Convert the records from the line with "Task: indicate every instance of the roof shingle" up to and including the line with "[(342, 60), (598, 60)]" into a Markdown table with the columns Row and Line, leaving out any blank lines.

=== Data for processing ===

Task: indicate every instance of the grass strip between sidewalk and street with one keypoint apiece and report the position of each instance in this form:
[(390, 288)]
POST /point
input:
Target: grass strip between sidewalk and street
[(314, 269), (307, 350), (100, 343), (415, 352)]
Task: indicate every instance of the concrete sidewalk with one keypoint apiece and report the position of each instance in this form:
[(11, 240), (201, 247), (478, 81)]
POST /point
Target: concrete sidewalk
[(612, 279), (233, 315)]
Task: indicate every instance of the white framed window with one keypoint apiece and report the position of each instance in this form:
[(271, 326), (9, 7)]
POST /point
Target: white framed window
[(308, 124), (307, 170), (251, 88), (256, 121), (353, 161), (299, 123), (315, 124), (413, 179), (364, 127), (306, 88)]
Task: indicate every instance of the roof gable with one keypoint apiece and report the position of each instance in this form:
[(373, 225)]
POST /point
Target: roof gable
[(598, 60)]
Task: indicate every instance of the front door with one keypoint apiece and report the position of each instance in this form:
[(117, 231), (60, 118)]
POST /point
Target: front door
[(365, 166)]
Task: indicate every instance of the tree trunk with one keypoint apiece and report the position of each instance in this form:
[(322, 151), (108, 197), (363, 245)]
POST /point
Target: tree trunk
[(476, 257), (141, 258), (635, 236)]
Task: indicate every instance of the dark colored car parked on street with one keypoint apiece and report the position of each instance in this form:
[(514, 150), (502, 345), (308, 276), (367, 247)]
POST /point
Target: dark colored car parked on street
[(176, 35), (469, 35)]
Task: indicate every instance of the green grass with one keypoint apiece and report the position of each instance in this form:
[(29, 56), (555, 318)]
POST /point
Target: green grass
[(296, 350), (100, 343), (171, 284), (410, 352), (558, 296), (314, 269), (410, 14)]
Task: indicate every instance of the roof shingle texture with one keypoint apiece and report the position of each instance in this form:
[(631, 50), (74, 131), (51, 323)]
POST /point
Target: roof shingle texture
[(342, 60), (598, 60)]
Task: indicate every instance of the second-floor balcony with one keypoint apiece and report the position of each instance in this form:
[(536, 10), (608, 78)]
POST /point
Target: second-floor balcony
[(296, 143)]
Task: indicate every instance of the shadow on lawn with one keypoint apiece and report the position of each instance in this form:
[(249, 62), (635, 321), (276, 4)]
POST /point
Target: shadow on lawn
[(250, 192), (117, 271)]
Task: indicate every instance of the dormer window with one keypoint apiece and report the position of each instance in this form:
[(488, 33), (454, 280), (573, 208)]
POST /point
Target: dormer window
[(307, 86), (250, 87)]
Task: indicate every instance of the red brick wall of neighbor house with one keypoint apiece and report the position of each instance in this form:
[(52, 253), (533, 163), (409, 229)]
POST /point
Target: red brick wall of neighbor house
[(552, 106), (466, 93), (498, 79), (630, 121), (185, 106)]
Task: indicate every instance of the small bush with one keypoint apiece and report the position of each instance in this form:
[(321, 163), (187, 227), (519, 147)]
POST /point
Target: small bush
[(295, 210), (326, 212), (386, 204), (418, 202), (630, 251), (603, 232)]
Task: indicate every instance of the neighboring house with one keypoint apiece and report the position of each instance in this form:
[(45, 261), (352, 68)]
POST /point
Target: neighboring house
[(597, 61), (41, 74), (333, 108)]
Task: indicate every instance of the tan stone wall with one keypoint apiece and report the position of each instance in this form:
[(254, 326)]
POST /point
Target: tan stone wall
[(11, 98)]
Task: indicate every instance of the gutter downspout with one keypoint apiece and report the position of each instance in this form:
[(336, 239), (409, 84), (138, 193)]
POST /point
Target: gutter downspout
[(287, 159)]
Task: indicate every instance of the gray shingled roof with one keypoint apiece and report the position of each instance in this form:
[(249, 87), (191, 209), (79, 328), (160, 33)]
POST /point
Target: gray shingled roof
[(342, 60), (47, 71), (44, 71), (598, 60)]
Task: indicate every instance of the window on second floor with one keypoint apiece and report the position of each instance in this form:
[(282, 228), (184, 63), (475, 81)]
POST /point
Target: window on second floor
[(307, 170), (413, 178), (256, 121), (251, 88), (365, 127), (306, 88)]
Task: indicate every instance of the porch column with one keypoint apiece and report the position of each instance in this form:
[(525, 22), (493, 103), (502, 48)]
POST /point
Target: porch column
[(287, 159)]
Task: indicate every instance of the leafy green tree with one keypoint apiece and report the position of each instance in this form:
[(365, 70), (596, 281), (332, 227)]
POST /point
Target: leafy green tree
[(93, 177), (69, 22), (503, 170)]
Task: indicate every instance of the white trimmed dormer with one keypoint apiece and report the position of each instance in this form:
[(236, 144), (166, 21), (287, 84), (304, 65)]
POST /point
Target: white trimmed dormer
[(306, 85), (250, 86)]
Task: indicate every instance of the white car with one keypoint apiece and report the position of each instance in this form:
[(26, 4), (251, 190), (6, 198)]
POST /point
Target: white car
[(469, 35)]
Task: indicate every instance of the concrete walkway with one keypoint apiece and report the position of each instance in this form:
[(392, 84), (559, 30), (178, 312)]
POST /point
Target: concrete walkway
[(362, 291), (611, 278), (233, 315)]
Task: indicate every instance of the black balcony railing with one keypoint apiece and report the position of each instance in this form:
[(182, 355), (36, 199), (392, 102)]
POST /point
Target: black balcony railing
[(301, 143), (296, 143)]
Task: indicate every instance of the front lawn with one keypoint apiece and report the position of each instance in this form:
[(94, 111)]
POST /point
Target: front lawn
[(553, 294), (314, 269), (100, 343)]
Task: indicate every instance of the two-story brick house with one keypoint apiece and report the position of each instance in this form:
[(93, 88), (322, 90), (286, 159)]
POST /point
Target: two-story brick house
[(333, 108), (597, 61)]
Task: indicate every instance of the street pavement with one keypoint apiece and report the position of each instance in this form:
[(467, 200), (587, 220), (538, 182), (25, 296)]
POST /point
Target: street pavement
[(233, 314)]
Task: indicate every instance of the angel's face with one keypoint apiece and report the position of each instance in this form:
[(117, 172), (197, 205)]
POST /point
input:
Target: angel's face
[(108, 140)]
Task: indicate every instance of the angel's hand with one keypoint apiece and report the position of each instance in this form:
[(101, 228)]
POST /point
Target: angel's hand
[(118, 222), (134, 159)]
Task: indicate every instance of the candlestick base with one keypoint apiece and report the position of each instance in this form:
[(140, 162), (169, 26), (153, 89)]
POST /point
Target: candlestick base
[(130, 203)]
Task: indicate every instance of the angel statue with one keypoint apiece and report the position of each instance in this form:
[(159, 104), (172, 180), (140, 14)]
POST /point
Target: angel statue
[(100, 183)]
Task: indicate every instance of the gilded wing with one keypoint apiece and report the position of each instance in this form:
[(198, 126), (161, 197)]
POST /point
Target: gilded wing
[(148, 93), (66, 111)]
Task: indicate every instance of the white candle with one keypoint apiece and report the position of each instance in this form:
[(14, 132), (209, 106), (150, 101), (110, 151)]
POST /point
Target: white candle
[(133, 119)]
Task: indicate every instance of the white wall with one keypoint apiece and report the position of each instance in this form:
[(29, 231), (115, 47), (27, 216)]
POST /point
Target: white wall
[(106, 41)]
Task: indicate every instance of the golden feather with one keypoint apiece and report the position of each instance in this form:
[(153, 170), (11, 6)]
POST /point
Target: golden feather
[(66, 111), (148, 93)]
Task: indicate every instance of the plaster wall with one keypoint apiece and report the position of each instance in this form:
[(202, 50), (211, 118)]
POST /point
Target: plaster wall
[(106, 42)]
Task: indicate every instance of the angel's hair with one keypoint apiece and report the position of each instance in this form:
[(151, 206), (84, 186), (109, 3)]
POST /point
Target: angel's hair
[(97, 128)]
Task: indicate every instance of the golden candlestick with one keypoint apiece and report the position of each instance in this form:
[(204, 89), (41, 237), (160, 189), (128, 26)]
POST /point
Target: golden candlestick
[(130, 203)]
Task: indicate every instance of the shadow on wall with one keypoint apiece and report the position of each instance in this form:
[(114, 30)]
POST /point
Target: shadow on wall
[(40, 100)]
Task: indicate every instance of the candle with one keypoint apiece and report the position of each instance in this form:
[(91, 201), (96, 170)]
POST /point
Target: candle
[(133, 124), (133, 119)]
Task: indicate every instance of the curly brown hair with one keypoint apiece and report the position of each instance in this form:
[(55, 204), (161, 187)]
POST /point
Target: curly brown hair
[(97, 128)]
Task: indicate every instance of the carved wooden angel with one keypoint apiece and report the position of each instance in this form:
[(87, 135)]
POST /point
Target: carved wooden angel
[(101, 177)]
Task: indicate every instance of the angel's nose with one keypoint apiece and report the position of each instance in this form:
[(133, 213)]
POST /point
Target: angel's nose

===

> _The answer_:
| Row | Line |
|---|---|
| 1 | Task: indicate every instance of the roof shingle texture with one keypoint apiece and report the position of each instance in this form: |
| 2 | [(631, 50), (74, 131), (51, 323)] |
| 3 | POST /point |
| 4 | Target: roof shingle texture |
| 5 | [(342, 60), (598, 60)] |